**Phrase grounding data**
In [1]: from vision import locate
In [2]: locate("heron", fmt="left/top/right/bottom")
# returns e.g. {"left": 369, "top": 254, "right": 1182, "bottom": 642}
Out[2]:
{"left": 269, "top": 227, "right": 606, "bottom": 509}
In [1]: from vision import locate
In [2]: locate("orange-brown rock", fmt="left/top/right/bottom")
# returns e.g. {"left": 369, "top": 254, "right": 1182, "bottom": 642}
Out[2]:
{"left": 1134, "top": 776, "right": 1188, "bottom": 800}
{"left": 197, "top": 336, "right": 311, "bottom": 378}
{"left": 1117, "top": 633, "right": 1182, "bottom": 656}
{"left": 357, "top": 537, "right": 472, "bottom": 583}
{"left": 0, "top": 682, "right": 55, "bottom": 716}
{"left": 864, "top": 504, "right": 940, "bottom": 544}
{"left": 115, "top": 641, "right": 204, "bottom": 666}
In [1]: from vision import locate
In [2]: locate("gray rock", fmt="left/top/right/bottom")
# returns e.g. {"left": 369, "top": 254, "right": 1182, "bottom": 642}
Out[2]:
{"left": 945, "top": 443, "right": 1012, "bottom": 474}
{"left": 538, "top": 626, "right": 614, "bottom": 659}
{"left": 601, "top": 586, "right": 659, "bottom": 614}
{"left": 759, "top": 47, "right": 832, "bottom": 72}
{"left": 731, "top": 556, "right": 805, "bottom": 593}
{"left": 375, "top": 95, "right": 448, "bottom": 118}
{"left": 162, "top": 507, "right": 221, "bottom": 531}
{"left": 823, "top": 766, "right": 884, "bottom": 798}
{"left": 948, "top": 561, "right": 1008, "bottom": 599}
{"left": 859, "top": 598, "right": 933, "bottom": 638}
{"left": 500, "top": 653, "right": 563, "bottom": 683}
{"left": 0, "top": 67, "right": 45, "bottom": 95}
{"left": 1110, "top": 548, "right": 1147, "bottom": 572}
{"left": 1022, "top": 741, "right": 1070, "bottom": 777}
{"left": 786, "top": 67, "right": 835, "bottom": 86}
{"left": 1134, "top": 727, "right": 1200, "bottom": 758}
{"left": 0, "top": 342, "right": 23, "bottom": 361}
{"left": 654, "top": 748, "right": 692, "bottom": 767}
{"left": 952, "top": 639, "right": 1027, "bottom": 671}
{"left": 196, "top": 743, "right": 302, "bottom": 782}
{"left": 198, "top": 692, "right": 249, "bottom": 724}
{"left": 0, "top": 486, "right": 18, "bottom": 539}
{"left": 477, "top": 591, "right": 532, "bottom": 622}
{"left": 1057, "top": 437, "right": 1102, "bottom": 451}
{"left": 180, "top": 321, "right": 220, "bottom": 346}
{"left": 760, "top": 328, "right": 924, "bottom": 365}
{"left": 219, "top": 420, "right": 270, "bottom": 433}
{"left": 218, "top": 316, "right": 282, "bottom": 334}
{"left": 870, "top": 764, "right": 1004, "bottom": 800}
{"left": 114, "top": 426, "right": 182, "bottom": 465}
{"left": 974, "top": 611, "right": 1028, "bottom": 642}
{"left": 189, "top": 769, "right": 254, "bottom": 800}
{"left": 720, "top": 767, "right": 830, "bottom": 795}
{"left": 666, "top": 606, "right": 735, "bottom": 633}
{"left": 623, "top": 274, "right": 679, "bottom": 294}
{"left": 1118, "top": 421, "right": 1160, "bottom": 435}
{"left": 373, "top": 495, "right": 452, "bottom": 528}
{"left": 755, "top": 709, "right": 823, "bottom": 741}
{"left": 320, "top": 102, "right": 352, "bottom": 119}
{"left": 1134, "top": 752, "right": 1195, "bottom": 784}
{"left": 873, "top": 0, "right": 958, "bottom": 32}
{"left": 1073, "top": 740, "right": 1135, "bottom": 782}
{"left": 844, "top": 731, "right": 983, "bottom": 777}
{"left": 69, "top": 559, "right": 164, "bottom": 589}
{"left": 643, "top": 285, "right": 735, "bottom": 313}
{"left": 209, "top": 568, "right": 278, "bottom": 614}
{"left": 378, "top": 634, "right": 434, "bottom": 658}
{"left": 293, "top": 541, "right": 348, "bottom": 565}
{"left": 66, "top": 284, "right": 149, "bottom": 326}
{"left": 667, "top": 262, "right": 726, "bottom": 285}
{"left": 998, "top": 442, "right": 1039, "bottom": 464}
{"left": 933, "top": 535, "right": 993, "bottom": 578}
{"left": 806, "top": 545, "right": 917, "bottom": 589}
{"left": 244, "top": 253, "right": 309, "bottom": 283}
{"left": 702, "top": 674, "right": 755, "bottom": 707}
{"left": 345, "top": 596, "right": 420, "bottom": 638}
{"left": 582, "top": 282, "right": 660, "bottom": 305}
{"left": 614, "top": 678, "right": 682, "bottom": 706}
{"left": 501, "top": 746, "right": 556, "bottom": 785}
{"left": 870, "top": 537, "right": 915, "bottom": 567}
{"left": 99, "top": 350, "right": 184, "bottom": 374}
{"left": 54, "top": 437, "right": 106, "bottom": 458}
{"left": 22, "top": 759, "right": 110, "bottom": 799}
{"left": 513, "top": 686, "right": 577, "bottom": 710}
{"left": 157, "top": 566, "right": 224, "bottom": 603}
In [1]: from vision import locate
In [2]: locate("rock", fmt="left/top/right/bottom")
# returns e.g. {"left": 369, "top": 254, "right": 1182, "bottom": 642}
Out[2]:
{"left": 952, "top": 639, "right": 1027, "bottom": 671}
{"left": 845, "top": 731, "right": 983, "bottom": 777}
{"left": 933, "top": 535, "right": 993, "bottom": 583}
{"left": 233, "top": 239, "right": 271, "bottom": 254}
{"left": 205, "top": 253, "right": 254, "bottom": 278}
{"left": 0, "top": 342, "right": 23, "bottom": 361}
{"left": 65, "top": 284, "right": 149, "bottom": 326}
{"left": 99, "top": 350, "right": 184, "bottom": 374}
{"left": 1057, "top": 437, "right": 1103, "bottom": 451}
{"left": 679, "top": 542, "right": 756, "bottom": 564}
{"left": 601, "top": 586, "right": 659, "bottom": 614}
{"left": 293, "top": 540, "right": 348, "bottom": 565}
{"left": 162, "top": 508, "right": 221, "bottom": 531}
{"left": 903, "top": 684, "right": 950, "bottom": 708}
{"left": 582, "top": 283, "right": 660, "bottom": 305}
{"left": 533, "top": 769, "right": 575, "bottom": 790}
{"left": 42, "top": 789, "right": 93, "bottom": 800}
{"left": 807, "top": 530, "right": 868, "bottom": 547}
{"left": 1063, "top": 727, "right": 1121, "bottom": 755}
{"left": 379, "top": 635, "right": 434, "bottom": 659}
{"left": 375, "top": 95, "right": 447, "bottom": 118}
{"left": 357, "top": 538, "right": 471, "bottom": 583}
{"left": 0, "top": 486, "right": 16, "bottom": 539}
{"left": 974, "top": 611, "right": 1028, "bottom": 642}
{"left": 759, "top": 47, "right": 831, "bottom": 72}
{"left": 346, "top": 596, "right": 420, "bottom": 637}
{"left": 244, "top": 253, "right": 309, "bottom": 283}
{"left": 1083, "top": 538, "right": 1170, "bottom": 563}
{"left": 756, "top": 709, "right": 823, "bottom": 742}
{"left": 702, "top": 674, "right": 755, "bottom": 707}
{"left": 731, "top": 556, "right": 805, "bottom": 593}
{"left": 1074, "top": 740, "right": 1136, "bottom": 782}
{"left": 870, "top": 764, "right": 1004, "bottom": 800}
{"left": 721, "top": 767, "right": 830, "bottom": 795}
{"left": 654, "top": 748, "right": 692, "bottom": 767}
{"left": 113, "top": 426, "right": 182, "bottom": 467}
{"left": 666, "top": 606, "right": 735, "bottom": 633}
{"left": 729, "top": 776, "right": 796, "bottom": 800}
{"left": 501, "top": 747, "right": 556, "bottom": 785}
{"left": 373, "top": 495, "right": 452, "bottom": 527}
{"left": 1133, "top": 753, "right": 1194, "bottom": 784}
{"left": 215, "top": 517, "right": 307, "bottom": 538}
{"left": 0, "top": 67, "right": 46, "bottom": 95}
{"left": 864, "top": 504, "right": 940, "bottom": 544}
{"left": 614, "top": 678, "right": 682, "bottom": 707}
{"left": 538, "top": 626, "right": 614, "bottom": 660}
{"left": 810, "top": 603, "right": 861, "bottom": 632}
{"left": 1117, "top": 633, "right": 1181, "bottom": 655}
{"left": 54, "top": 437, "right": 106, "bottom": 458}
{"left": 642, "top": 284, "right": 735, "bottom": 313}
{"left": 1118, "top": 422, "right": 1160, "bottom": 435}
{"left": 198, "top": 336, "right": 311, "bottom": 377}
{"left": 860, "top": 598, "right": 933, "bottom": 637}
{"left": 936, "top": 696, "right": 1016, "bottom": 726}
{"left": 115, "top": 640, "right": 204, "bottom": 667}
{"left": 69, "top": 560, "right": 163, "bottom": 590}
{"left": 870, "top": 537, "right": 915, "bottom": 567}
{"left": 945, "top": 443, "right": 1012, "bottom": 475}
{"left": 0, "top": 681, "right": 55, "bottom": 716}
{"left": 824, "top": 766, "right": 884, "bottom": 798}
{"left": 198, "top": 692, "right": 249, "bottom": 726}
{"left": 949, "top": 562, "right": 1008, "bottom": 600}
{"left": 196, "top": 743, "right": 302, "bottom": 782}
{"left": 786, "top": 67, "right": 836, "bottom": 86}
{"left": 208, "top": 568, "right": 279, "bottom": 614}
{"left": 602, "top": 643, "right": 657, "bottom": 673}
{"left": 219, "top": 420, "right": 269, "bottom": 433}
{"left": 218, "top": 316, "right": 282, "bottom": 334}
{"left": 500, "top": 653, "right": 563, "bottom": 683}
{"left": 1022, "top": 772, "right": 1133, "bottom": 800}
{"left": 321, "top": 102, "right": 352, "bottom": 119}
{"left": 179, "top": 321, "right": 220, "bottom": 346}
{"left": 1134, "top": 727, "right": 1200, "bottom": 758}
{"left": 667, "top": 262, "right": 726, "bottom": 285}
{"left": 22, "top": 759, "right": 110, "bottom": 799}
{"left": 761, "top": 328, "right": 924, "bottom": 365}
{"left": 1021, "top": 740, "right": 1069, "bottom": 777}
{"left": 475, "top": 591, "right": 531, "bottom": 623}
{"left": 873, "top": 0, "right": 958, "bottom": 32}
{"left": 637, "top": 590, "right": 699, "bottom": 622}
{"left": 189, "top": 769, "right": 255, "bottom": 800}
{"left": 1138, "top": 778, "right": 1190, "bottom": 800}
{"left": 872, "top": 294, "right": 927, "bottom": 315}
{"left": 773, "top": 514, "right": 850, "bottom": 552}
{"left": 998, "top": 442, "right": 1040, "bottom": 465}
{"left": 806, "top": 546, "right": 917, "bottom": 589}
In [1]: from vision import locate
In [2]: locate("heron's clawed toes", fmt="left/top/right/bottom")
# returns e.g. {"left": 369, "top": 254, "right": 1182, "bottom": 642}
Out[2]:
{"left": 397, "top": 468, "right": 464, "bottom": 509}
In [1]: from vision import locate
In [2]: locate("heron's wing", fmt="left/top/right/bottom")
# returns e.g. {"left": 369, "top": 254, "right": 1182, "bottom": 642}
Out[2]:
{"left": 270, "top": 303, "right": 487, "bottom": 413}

**WORK INSTRUCTIONS**
Copy out each line of the entries that holds "rock".

**SOLUTION TO THIS TASK**
In [2]: locate("orange-brown rock", fmt="left/top/right/bottom")
In [2]: locate("gray rock", fmt="left/top/right/bottom")
In [2]: locate("rock", fmt="left/top/right/bottom")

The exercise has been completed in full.